Required work: Copy every one of the records below word for word, keeping each line and its order unchanged.

╭──

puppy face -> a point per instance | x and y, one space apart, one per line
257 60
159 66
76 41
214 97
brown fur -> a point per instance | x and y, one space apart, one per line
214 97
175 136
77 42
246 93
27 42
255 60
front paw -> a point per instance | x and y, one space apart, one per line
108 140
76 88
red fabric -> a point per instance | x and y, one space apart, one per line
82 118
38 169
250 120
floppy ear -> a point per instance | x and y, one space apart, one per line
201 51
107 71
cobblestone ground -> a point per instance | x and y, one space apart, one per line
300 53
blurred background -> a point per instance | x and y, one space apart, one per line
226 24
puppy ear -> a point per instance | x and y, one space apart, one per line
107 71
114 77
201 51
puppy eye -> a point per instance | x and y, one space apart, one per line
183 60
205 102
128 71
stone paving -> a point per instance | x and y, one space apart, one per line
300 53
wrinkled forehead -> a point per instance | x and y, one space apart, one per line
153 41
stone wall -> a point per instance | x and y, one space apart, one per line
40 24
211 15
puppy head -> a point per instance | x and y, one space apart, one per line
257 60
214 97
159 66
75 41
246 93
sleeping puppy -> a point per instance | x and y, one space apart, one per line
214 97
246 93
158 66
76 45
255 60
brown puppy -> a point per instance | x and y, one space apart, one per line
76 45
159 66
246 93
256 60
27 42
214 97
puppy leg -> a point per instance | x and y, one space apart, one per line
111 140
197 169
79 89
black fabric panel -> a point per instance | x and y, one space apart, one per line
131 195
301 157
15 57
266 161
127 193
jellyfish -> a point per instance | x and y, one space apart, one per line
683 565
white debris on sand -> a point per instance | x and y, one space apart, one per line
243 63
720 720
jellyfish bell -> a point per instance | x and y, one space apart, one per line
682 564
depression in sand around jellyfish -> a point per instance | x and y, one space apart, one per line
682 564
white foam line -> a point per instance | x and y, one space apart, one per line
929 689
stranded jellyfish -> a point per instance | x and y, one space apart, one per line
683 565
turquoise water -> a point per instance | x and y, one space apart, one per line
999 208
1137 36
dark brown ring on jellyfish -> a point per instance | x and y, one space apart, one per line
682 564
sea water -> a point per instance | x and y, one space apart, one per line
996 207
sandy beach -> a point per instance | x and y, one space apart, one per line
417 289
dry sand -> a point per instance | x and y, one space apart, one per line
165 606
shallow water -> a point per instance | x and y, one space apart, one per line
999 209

╰──

The reply:
puppy face -> a point per instance | x and y, one space apart, one per line
257 60
159 66
76 41
214 97
brown fur -> a point per instance | x and y, one space apart, one per line
214 97
175 136
77 42
246 93
27 42
255 60
front paw -> a point per instance | x and y, one space apart, one per line
108 140
76 88
red fabric -> a point per instance | x and y, one space apart, one per line
82 118
38 169
250 120
floppy ear -> a point per instance | x and y, one space apart, one per line
201 51
107 71
cobblestone ground -> a point per instance | x and y, one space apart, one per line
300 53
blurred background -> a point per instance | x and y, one space apart, one per line
226 24
puppy ear -> a point per instance | x and y, one space apart, one per line
107 71
114 77
201 51
puppy eye -> a point per instance | x and y, one space apart, one per line
183 60
205 102
128 71
stone paving -> a point per instance | x and y, one space apart, one per line
300 53
wrinkled forehead -> a point per instance | x and y, one space apart, one per line
153 41
stone wall -> a point per instance | x and y, one space apart, one per line
40 24
211 15
puppy head -> a point per instance | x and y, one space apart, one per line
257 60
214 97
159 66
75 41
246 93
sleeping puppy -> a point per instance | x and y, one space apart, one per line
214 97
246 93
158 66
76 45
255 60
brown puppy -> a point per instance | x and y, one space apart, one per line
76 45
159 66
246 93
256 60
27 42
214 97
puppy leg -> a point per instance | x and y, one space apart, one per line
111 140
197 169
79 89
black fabric panel -> a point per instance | x and y, one space apart, one per line
131 195
301 157
15 57
266 161
127 193
jellyfish -> a point per instance | x and y, one space apart, one per line
683 565
white debris on sand -> a point per instance | x and y, one space apart, one per line
243 63
720 720
jellyfish bell -> a point per instance | x and y, one space apart, one per line
682 564
depression in sand around jellyfish -> a point per instance | x and y, one space apart, one per line
682 564
white foam line -> a point per instance | x and y, one space apart, one per line
929 689
stranded jellyfish -> a point per instance | x and y, one space apart, one per line
683 565
turquoise water -> a point per instance | x and y, one space apart, one per line
999 208
1137 36
dark brown ring on jellyfish -> a point per instance | x and y, one space apart, one per line
682 564
sea water -> a point per instance | x and y, one space apart, one per line
996 207
sandy beach -> a point per instance | x and y, one space apart, one per line
417 289
dry sand -> a point per instance | x and y, one space apart, one per line
165 606
shallow water -> a point per instance | x and y, one space apart, one per line
999 209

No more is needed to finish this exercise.